Point localization data
============

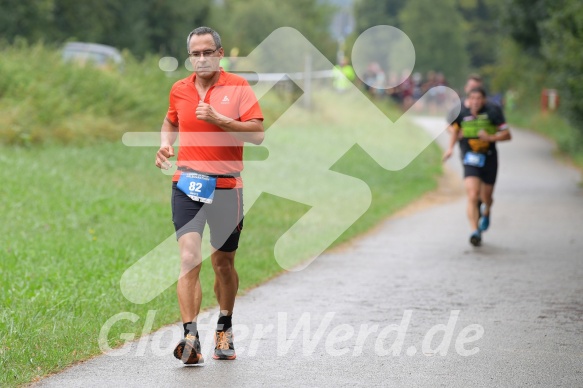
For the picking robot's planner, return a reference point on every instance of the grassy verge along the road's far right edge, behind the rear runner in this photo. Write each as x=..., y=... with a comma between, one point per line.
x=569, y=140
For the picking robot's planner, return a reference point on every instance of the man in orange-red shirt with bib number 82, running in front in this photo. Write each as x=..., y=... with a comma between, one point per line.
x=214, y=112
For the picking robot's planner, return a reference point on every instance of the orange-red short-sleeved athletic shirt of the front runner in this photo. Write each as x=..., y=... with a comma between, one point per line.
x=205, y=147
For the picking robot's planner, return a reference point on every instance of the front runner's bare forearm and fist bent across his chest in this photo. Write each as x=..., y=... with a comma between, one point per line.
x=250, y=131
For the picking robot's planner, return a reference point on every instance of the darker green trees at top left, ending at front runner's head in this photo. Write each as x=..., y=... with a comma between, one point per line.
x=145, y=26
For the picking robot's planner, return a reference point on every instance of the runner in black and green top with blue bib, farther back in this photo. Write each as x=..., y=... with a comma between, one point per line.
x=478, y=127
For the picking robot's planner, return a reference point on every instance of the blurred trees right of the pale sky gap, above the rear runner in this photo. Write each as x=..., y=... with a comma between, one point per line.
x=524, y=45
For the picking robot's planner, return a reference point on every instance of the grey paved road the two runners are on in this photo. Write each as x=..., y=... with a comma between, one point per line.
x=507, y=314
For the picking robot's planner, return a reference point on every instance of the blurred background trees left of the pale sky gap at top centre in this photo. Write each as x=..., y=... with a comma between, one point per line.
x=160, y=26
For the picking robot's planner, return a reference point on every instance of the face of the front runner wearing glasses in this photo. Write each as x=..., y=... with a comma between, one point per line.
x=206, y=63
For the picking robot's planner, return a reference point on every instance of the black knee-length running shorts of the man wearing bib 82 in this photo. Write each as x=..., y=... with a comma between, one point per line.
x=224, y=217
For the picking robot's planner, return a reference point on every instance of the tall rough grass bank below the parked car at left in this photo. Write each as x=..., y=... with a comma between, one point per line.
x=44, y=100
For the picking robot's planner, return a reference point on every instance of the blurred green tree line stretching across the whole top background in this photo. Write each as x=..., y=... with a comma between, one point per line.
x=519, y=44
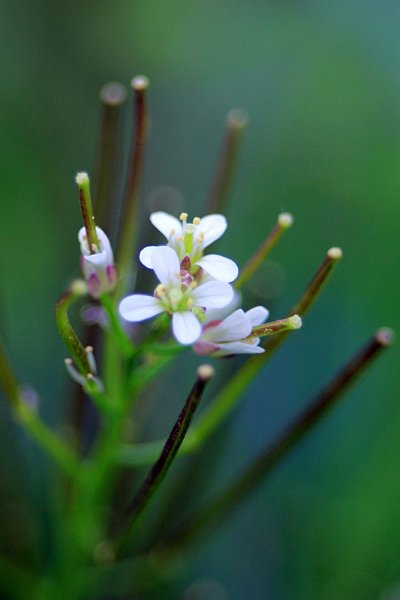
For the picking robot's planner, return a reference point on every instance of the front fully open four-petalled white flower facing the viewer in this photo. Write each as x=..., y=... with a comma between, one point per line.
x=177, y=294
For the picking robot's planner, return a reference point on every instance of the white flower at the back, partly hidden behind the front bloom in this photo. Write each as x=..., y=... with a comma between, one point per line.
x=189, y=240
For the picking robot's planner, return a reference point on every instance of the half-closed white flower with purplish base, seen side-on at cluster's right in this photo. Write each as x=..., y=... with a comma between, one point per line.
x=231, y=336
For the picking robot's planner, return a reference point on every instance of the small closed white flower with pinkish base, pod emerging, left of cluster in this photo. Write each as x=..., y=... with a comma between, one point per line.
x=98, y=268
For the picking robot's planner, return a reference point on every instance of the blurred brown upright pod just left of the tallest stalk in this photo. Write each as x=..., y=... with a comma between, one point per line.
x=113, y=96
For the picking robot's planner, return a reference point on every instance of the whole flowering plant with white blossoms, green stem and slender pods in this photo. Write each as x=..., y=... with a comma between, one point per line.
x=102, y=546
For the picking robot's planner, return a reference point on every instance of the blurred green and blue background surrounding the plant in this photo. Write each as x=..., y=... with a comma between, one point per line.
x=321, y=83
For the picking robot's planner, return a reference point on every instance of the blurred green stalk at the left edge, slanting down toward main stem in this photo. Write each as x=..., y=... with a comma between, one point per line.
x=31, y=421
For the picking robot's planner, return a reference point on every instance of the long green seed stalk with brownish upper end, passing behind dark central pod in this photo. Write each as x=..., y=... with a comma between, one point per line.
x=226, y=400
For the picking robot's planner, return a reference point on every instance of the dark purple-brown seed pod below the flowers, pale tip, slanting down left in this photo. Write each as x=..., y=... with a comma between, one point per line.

============

*Task item*: Each entry gets copied exactly; the pictures stay out.

*Answer section*:
For the picking robot's planner, return a reference point on every instance of the grassy verge along the road's far right edge, behind the rear runner in this photo. Write each as x=..., y=... with a comma between, one point per line.
x=569, y=140
For the picking robot's planner, return a reference point on every instance of the man in orange-red shirt with bib number 82, running in front in this photo. Write each as x=..., y=... with a comma between, one point per line.
x=214, y=112
For the picking robot's planner, return a reference point on every instance of the orange-red short-sleeved athletic shirt of the front runner in this photo. Write each as x=..., y=... with a comma between, one point per line.
x=205, y=147
For the picking robot's planner, return a reference point on every instance of the front runner's bare forearm and fist bent across his chest in this photo. Write each as x=..., y=... with a comma between, one point per line.
x=250, y=131
For the picking robot's planner, return a reference point on every instance of the darker green trees at top left, ending at front runner's head in this photo. Write each as x=..., y=... with a comma between, one point per line.
x=145, y=26
For the picking robot's planner, return a reference point on every instance of the runner in black and green top with blue bib, farther back in this photo. Write each as x=..., y=... with a comma between, one point per line.
x=478, y=127
For the picking robot's planner, return a reference point on every instance of the blurred trees right of the pale sky gap, above the rear runner in this photo. Write each as x=..., y=... with a comma between, one point per line.
x=524, y=45
For the picking robot's planner, return a reference point on every instance of the grey paved road the two runners are on in this photo. Write each as x=..., y=... with a comma between, one point per line.
x=507, y=314
For the picking robot's planner, return a reference point on every instance of the blurred background trees left of the pale sky gap at top centre in this photo. Write each as x=..., y=... with a comma between, one point per line.
x=160, y=26
For the picking robot's planner, return a reference point on every instance of the face of the front runner wearing glasses in this photo. Write each as x=..., y=... with a comma between, one point per line.
x=206, y=63
For the picking robot's planner, return a reference point on every instance of the black knee-length running shorts of the man wearing bib 82 in this photo. Write each as x=..., y=... with a comma between, one point per line.
x=224, y=217
For the picking robot's planner, return a reference point on every instance of the tall rough grass bank below the parked car at left in this photo. Write each as x=..., y=... with a comma between, one point per line.
x=44, y=100
For the picking robot's planner, return a reference point on every instance of the blurred green tree line stretching across the whole top background in this photo. Write each as x=..., y=... with a comma between, one point per line.
x=519, y=44
For the picking robot's planner, return a reference point on every instance of the front fully open four-petalled white flower facing the viewer in this photo. Write each as x=..., y=... with a comma between, one point per line.
x=177, y=294
For the picking robot's planner, return a reference point on every instance of the white flower at the back, partly hidden behind the front bloom in this photo. Write each as x=..., y=... with a comma between, one point per line.
x=189, y=240
For the picking robot's planner, return a reference point on every instance of the half-closed white flower with purplish base, seen side-on at cluster's right in this photo. Write each as x=..., y=... with a comma between, one point per line.
x=231, y=336
For the picking robot's planner, return a reference point on every instance of the small closed white flower with pinkish base, pod emerging, left of cluster in this photo. Write each as x=..., y=... with a comma between, one point per line.
x=98, y=268
For the picking robot's planner, return a reference point on every instance of the blurred brown upright pod just left of the tallest stalk in this photo. Write each as x=..., y=... with a comma between, one point per line.
x=113, y=96
For the picking robot's planner, return a reference point on every instance of the whole flowering plant with white blossoms, green stem and slender pods in this photo. Write each as x=..., y=... with a comma between, one point per line.
x=102, y=546
For the picking robot's planner, return a reference point on every instance of the blurred green and blue background surrounding the plant in this photo. Write each as x=..., y=... with a comma between, one point per line.
x=321, y=83
For the picking robot's planner, return a reference point on every instance of the blurred green stalk at the left edge, slanting down toward main stem in this photo. Write each as x=..., y=... with a comma between, one point per line.
x=31, y=421
For the picking robot's planner, return a reference point on every instance of the long green seed stalk with brownish upper end, passing behind dark central pod in this photo. Write each as x=..., y=... with a comma between, one point per line.
x=226, y=400
For the picking robot's planner, return a reference point on every instance of the dark purple-brown seed pod below the flowers, pale tip, slanting down left in this photo. Write each as x=..., y=... with a comma between, one point per line.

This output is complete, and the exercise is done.